INSTRUCTIONS TO FOLLOW |
Extract every line from the rows below that contains the word "pediment", matching case exactly.

● ● ● ● ●

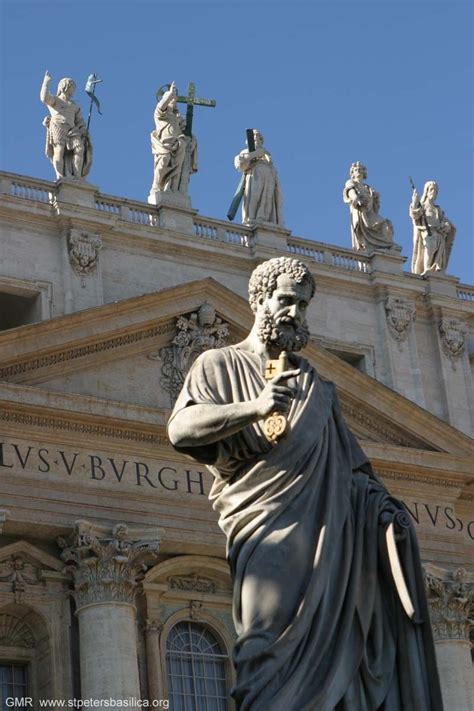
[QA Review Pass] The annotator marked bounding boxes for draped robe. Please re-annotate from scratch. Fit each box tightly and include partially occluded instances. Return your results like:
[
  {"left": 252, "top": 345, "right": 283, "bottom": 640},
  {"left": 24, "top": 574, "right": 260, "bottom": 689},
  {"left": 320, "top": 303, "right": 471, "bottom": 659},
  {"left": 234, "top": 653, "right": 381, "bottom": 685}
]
[{"left": 171, "top": 346, "right": 442, "bottom": 711}]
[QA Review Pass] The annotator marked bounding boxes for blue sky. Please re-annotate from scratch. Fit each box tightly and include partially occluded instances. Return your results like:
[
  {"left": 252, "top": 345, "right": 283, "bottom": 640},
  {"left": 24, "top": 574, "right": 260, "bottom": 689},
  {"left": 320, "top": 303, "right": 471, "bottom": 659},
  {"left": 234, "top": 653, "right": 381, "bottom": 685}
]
[{"left": 0, "top": 0, "right": 474, "bottom": 282}]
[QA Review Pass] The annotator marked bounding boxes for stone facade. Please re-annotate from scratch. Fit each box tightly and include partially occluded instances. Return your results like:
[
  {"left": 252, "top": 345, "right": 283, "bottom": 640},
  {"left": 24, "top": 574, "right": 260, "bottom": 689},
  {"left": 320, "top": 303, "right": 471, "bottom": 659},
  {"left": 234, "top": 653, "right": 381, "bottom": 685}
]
[{"left": 0, "top": 173, "right": 474, "bottom": 710}]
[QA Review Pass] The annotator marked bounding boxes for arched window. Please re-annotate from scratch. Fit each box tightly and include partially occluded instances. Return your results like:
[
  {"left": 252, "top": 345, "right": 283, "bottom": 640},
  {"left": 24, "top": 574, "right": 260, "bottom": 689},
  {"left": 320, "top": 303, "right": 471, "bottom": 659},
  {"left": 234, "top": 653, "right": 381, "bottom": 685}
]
[{"left": 166, "top": 620, "right": 228, "bottom": 711}]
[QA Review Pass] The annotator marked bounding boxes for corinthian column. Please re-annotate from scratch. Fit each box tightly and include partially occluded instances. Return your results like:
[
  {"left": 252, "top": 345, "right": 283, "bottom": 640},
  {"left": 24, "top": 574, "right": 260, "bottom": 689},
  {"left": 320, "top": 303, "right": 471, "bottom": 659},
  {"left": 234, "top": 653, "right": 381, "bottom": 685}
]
[
  {"left": 58, "top": 521, "right": 161, "bottom": 699},
  {"left": 425, "top": 566, "right": 474, "bottom": 711}
]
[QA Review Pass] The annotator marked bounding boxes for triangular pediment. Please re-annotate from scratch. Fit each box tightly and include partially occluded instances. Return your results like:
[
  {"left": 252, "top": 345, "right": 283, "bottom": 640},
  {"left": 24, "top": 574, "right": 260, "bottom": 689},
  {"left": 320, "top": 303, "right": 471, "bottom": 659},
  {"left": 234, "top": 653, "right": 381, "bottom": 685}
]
[{"left": 0, "top": 278, "right": 472, "bottom": 455}]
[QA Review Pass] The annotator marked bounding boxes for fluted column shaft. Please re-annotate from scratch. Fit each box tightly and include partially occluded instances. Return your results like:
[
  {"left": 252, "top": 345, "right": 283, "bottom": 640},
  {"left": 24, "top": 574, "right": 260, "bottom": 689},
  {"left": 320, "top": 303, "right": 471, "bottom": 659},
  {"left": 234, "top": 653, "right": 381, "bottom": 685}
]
[
  {"left": 58, "top": 521, "right": 159, "bottom": 700},
  {"left": 425, "top": 568, "right": 474, "bottom": 711}
]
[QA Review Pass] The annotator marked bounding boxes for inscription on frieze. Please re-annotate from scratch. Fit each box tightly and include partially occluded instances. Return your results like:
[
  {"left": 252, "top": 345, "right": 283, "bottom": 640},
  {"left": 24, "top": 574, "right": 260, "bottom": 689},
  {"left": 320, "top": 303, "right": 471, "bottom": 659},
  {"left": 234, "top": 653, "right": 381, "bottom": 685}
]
[
  {"left": 0, "top": 440, "right": 211, "bottom": 496},
  {"left": 0, "top": 438, "right": 474, "bottom": 540}
]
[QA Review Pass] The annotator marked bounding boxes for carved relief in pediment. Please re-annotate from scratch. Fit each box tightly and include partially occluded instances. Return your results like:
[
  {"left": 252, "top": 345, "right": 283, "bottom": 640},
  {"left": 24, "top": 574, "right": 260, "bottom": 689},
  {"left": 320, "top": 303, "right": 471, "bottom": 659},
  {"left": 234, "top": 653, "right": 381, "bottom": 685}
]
[{"left": 148, "top": 301, "right": 229, "bottom": 405}]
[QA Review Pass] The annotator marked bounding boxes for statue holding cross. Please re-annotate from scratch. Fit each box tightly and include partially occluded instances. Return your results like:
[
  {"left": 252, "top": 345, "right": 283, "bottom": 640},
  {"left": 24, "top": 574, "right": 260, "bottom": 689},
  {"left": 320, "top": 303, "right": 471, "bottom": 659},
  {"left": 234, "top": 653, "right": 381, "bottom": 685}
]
[{"left": 148, "top": 82, "right": 216, "bottom": 204}]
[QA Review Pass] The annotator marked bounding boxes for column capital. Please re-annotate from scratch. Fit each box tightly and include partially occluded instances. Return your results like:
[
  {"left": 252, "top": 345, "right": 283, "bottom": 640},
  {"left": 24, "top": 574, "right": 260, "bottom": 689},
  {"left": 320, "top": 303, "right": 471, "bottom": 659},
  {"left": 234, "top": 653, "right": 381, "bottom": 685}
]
[
  {"left": 57, "top": 520, "right": 162, "bottom": 610},
  {"left": 424, "top": 566, "right": 474, "bottom": 642}
]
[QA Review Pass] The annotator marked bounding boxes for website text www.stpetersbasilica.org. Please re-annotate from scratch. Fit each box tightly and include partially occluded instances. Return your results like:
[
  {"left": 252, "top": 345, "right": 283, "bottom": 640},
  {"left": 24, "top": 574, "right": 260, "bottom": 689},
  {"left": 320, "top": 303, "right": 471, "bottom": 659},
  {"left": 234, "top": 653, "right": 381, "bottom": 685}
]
[{"left": 5, "top": 696, "right": 170, "bottom": 709}]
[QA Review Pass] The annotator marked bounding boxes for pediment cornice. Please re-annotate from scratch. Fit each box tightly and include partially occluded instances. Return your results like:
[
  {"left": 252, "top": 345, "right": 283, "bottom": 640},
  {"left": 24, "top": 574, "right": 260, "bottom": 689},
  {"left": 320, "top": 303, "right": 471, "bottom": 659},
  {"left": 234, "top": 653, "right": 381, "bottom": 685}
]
[{"left": 0, "top": 278, "right": 473, "bottom": 455}]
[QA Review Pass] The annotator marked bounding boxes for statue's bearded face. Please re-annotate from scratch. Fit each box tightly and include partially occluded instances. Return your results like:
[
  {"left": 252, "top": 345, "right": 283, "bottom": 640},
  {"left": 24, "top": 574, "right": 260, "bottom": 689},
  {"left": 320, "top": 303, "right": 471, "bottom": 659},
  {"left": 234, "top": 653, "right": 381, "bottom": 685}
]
[{"left": 256, "top": 274, "right": 311, "bottom": 351}]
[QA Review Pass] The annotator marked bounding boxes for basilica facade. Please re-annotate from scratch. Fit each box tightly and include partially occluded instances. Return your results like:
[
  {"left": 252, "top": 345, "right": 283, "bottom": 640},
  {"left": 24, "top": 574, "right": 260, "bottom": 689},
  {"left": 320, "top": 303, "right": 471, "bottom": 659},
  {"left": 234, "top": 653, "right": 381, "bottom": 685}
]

● ● ● ● ●

ANSWER IN FULL |
[QA Review Pass] The annotator marked bounding boxes for triangular pediment. Please re-annotate from scratch. Fit each box tightly and include partially occluded instances. Return your results like:
[QA Review Pass] The annotator marked bounding boxes for carved relief in pediment. Please re-annotate from scratch. Fit each box tightly and include partially occluded instances. Return your results like:
[QA Review Pass] The annotator marked bounding boxes for pediment cornice. Please re-annotate from scratch. Fit each box tightly and include partially occluded instances. Return your results like:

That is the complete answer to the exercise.